%%

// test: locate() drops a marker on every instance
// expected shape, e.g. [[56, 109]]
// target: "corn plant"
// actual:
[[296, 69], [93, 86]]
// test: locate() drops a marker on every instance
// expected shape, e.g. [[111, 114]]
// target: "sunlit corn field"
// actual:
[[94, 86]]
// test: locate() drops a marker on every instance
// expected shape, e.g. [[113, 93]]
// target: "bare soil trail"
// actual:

%%

* What is required
Find every line in the records that contains the word "expected" and copy each of those lines in full.

* Full response
// expected shape, e.g. [[56, 109]]
// expected shape, e.g. [[111, 114]]
// expected shape, e.g. [[113, 93]]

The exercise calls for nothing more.